# [TASK TO COMPLETE]
Exactly as given, reproduce the records in full.

# [DATASET EXTRACT]
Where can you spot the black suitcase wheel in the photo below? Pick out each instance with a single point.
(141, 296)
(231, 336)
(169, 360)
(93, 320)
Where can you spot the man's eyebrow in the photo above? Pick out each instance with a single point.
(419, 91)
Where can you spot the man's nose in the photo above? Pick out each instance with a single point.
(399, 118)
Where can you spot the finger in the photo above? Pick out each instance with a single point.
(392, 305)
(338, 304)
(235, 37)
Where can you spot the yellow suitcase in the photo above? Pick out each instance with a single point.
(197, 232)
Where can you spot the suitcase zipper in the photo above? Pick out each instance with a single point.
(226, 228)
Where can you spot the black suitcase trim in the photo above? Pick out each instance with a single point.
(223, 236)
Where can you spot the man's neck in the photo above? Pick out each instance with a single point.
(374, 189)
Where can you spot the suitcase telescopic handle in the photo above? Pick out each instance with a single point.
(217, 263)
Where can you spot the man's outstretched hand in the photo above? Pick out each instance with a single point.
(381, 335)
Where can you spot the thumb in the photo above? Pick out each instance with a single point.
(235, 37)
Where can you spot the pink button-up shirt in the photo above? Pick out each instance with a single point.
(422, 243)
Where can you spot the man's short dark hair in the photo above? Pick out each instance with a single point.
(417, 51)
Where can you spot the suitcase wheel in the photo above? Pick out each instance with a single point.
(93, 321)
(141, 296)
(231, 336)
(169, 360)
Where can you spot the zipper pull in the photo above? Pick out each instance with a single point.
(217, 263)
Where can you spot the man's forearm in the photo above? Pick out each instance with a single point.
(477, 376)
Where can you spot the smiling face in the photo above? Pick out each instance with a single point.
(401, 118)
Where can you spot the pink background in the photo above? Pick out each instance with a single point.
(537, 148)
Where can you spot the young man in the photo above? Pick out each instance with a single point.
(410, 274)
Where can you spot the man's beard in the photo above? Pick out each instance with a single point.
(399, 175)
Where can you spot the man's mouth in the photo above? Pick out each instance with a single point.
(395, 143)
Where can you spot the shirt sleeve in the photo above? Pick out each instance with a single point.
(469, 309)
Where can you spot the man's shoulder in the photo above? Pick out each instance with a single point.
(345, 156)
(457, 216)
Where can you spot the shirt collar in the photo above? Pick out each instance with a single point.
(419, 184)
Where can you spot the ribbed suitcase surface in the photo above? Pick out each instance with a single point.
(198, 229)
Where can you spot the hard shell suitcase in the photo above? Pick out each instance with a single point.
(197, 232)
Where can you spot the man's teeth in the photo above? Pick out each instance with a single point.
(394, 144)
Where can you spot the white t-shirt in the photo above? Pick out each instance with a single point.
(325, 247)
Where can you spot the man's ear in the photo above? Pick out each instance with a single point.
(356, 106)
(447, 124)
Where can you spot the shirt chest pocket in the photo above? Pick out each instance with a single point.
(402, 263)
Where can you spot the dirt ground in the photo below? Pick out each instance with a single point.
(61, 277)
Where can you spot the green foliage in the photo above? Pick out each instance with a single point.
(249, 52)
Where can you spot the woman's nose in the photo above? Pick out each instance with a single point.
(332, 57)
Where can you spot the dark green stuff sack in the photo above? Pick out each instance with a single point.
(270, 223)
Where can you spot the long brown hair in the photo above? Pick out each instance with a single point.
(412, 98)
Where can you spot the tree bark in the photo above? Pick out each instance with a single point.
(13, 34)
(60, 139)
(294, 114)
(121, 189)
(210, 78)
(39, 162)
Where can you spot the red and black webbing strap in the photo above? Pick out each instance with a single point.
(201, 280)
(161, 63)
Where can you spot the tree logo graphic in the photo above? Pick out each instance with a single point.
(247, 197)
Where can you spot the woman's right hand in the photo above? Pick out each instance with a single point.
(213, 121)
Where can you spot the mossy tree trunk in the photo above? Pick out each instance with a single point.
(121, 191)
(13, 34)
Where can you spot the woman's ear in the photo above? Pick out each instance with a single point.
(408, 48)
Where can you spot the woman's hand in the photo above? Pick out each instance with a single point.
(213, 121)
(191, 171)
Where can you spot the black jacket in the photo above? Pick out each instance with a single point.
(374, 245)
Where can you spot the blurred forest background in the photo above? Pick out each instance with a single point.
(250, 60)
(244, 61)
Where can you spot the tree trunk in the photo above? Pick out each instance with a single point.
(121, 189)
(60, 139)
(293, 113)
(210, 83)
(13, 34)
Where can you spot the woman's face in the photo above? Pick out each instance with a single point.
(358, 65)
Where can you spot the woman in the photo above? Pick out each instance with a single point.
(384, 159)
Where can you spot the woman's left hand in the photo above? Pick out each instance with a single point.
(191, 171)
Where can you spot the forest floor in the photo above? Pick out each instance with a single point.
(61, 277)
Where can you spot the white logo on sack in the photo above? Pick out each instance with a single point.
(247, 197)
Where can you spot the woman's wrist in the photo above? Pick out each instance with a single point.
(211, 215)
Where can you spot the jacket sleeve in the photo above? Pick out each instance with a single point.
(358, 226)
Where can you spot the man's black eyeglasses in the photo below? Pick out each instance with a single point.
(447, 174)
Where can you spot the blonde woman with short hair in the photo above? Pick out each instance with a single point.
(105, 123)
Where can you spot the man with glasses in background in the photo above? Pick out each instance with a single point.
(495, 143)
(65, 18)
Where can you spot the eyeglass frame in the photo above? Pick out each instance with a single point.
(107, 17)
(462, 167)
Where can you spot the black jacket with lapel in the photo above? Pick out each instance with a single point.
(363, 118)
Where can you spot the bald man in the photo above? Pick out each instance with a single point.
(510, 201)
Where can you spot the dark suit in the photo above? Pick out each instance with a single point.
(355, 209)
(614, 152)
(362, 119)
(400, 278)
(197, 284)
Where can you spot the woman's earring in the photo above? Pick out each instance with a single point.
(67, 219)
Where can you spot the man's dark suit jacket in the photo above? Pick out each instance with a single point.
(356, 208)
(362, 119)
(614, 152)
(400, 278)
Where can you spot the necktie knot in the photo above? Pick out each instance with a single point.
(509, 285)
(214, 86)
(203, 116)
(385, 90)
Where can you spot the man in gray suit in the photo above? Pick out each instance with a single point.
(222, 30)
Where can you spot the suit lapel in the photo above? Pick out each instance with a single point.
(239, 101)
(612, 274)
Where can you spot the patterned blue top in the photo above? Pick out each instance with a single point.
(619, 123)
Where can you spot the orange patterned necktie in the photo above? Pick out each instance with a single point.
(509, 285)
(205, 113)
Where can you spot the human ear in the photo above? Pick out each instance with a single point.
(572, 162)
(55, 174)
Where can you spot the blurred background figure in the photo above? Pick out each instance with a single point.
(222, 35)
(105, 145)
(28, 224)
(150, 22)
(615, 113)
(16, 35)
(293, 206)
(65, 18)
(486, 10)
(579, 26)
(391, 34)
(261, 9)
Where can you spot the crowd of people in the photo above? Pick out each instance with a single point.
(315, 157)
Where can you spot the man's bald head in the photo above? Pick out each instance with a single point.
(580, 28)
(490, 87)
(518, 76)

# [ANSWER TO THE PROBLEM]
Where can you spot the black suitcase wheel in the photo below? Pick out each instance with a single point.
(141, 296)
(231, 336)
(169, 360)
(93, 320)
Where can you spot the man's eyebrow in the photo above? Pick out each instance with a single point.
(419, 91)
Where can you spot the man's nose in the photo above? Pick out each instance with a single point.
(399, 118)
Where can you spot the finger in the photo above? Pick out each instance with a single point.
(392, 305)
(338, 304)
(235, 37)
Where can you spot the yellow suitcase in the photo above? Pick out each instance with a single point.
(197, 232)
Where can you spot the suitcase zipper in the photo above? Pick out each instance with a single point.
(226, 228)
Where can you spot the black suitcase trim in the photo above? Pick out each instance with a single point.
(223, 236)
Where can you spot the man's neck in the photo above? Pick out each instance with a single point.
(374, 189)
Where can you spot the suitcase telescopic handle in the photo above? Pick out each instance with a single point.
(217, 263)
Where can you spot the man's outstretched hand in the photo above? Pick out each instance with a single point.
(381, 335)
Where can you spot the thumb in the photo above? Pick out each instance with a single point.
(235, 37)
Where can you spot the pink button-up shirt in the photo above? Pick out each instance with a single point.
(422, 243)
Where can you spot the man's short dark hair in the photo above? Pick out each instance with a single point.
(417, 51)
Where can you spot the suitcase wheel in the photo above? Pick out each instance with a single point.
(93, 321)
(141, 296)
(231, 336)
(169, 360)
Where can you spot the zipper pull in the photo above? Pick out each instance with a single point.
(217, 263)
Where can you spot the man's forearm in the photo above? Pick out each instance with a single point.
(477, 376)
Where can you spot the smiling face in the photo above? Pick out each instance with a single point.
(401, 118)
Where can you spot the pink background in the photo above? Pick out each instance with a single point.
(537, 148)
Where can you spot the young man in the photo above? Pick out each instance with a single point.
(410, 274)
Where can you spot the man's beard in the photo above? Pick out each instance with a single point.
(399, 175)
Where can you spot the man's mouth in the photo above? Pick out each instance with a single point.
(395, 143)
Where can you spot the shirt sleeve in the photo above? Pick out each instance with a single point.
(469, 309)
Where can you spot the man's shoulder in the photo above? Pick out each instance with a single point.
(345, 156)
(457, 216)
Where can you spot the shirt collar in the photo above? Pick out each instance with a single point.
(419, 184)
Where can you spot the ribbed suitcase surface in the photo above? Pick out each instance with a single point.
(198, 229)
Where can you spot the hard shell suitcase in the photo above? Pick out each instance with a single point.
(197, 232)
Where can you spot the man's teeth in the photo above? Pick out each instance with a single point.
(394, 144)
Where can you spot the white t-shirt in the photo above? Pick out each instance with a single point.
(325, 247)
Where can you spot the man's ear in the photo above? Pick out each instance with a single point.
(356, 106)
(447, 124)
Where can you spot the shirt chest pocket in the photo above? Pick out each instance with a single point.
(402, 263)
Where can you spot the dirt ground in the photo below? Pick out each instance with a single point.
(61, 277)
Where can you spot the green foliage in the photo above? Pick out each instance with a single point.
(249, 52)
Where can you spot the woman's nose in the photo above? Pick out each instance with a single point.
(332, 57)
Where can you spot the dark green stuff sack in the photo above? Pick out each instance with a single point.
(270, 223)
Where can you spot the long brown hair in the photo above? Pick out each instance with a single point.
(412, 98)
Where can you spot the tree bark in the photo above? Pick out each instance with a single point.
(13, 34)
(60, 139)
(294, 114)
(121, 189)
(210, 78)
(39, 162)
Where can you spot the red and black webbing strap in the photo above? Pick out each instance with a single point.
(201, 280)
(161, 63)
Where can you spot the tree logo graphic in the photo above? Pick out each instance with a single point.
(247, 197)
Where can you spot the woman's right hand in the photo above? Pick out each instance with a single point.
(213, 121)
Where can you spot the mossy tree trunk in the photo above? Pick out each instance with a single point.
(121, 191)
(13, 34)
Where can you spot the woman's ear in the photo above? Pick out each instance with a single point.
(408, 48)
Where can you spot the woman's hand in the photo above? Pick out each instance with a single point.
(213, 121)
(191, 171)
Where can you spot the black jacket in the photo above? Pick out each instance with a single point.
(374, 245)
Where can you spot the blurred forest background in the photo above? Pick out each instance with a single point.
(250, 60)
(244, 61)
Where can you spot the tree trunk in the photo above? Pick out each instance with a single point.
(121, 189)
(60, 139)
(293, 113)
(210, 83)
(13, 34)
Where can you spot the woman's face in the photo above? Pick out each instance with a single point.
(358, 65)
Where can you spot the woman in the photo above? Pick out each instance with a single point.
(384, 159)
Where can you spot the woman's left hand in the photo above? Pick out each instance with a single point.
(191, 171)
Where can you spot the forest floor in the photo above? Pick out each instance with a single point.
(61, 277)
Where can you spot the white logo on sack in the photo above? Pick out each instance with a single point.
(247, 197)
Where can you spot the woman's wrist in the photo above? Pick out each instance with a single point.
(211, 215)
Where can you spot the jacket sleeve in the photo above? Pick out each instance with a single point.
(358, 226)
Where can you spot the man's black eyeglasses in the photo below? Pick out each instance with a single point.
(447, 174)
Where can you spot the blonde woman with short hair in the photo above? Pick out each instance with a single point.
(105, 123)
Where can you spot the man with glasses in background in the photo above? Pick out each instance with a single point.
(495, 143)
(65, 18)
Where can you spot the eyeglass frame in the photo above? Pick out each instance with a single point.
(107, 17)
(462, 167)
Where can you spot the black jacket with lapel in the photo above? Pick out each instance with a single point.
(363, 118)
Where can you spot the bald man in the photo above? Pick out each instance with a single point.
(510, 201)
Where can you spot the dark suit in the photo above? Pick out each instance with a single point.
(355, 209)
(614, 152)
(362, 119)
(400, 278)
(197, 284)
Where can you spot the woman's earring in the photo above? Pick out each instance with a single point.
(67, 219)
Where can you spot the man's dark suit jacket in the photo above? Pick out each instance with a single point.
(356, 208)
(362, 119)
(614, 152)
(400, 278)
Where can you spot the necktie knot in the photo above? Pick out each instance with a single point.
(509, 285)
(214, 86)
(203, 116)
(385, 90)
Where can you spot the man in gray suit in the photo above? Pick out each instance with a single point.
(222, 30)
Where can you spot the suit lapel in the photo above? Pick out each instance with a single point.
(239, 101)
(612, 274)
Where can you spot the patterned blue top in the photo above? Pick out each instance with a single point.
(619, 123)
Where can you spot the orange patterned necktie in the photo above? Pick out each instance with a single point.
(509, 285)
(205, 113)
Where can you spot the human ear in the photo above? Pick out each instance with a single point.
(572, 162)
(55, 174)
Where can you spot the blurred background figure in the photo above? Pick out each instance with a single point.
(222, 35)
(105, 145)
(28, 224)
(150, 22)
(615, 113)
(16, 35)
(293, 206)
(65, 18)
(486, 10)
(579, 26)
(391, 34)
(261, 9)
Where can you spot the crowd of people in the photo above? Pick out each instance with a single point.
(315, 157)
Where can you spot the man's bald head in the photo above? Pick out each instance with a single point.
(580, 28)
(490, 87)
(518, 76)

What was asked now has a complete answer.